◆ **EXERCISE DESCRIPTION**
Please copy the entries below word for word, from the line with "If you could tag each instance of the white soccer" to the line with "If you could tag each instance of the sock in", including both of those lines.

◆ **EXTRACTED ENTRIES**
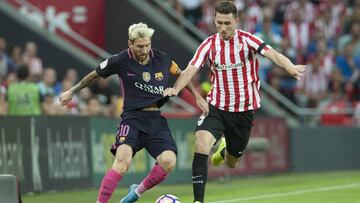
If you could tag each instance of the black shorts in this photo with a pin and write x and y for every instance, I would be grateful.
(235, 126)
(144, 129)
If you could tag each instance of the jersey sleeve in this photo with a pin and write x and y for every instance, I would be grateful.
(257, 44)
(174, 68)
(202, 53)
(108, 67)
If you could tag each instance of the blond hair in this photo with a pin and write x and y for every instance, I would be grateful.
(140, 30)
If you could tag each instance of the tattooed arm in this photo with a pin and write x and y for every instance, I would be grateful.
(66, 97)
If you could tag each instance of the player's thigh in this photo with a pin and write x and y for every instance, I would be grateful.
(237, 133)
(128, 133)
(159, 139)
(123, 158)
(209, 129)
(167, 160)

...

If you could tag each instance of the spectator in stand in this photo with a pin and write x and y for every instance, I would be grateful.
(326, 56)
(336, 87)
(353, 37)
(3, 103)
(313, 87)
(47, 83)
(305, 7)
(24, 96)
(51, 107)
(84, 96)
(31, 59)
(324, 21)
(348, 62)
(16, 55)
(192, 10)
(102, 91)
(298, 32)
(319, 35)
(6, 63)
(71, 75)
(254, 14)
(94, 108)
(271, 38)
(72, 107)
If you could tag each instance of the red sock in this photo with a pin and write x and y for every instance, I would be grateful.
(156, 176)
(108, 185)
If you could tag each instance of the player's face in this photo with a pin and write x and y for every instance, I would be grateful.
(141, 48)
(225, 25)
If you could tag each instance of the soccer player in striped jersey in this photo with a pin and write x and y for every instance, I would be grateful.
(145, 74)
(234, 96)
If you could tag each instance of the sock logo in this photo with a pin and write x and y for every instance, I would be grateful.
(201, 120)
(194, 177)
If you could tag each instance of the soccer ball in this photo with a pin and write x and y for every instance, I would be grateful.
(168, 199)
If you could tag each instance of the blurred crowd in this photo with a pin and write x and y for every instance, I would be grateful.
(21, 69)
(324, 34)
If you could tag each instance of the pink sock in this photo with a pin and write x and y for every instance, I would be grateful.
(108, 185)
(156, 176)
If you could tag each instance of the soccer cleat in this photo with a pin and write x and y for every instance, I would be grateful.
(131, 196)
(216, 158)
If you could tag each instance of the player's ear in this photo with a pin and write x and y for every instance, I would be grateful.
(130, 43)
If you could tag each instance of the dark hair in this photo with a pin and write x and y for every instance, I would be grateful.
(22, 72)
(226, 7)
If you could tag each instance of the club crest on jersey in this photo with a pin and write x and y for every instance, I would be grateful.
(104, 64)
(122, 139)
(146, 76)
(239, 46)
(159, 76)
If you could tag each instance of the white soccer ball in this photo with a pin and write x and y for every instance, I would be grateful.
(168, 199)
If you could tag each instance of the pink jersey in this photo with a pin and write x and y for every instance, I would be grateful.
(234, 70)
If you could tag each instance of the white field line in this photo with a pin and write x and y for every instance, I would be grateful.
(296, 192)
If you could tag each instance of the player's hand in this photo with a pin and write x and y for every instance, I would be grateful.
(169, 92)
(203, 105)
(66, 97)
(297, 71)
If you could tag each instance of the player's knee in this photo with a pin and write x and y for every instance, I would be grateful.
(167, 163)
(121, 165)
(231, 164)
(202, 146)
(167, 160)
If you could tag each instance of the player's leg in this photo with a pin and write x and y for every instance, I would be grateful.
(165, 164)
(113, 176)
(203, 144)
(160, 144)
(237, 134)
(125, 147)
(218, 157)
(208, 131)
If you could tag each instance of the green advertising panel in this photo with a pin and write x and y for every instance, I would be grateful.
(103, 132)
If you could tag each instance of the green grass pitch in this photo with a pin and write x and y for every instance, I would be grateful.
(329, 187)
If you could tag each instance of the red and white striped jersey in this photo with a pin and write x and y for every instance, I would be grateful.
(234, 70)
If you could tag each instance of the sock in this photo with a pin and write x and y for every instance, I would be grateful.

◆ **THE COMPLETED TASK**
If you could tag each instance of the white soccer ball in this photo with a pin and write x and y for every instance, I would be grateful.
(168, 199)
If you could tag each instance of the pink jersey in this photo with a pin and write x and y for every instance, I would be grateful.
(234, 70)
If you could tag each instance of the white field line in this photo with a pin and write x and y for every instance, I would be grateful.
(296, 192)
If you could tag each instance of the player's hand in this photo with a pin and write x and y for every instance, I would be grateful.
(169, 92)
(203, 105)
(66, 97)
(297, 71)
If you could tag each instance of the player's knee in this photo with a pin and write x and y for every instance, I would be grateful.
(167, 163)
(121, 165)
(231, 164)
(202, 146)
(167, 160)
If you could tag each instance of the player's leg in this photo with a pin and write x and y for every instance, I would be grateful.
(165, 164)
(113, 176)
(203, 144)
(160, 144)
(237, 134)
(125, 147)
(218, 157)
(208, 131)
If you could tag each instance of the green advertising panel in this photo with a pin and write x and y for every instance, I would be grateful.
(103, 132)
If you could tag each instance of the green grass pitch in this photo with a pin and write x and y for every instance, I would be grateful.
(329, 187)
If you could tag each instance of the red and white striped jersey in this photo with a pin and write x and y for every instance, I would be grateful.
(234, 70)
If you could tag each instance of the sock in this photo with a pin and write x and y for every instance, I would be grateful.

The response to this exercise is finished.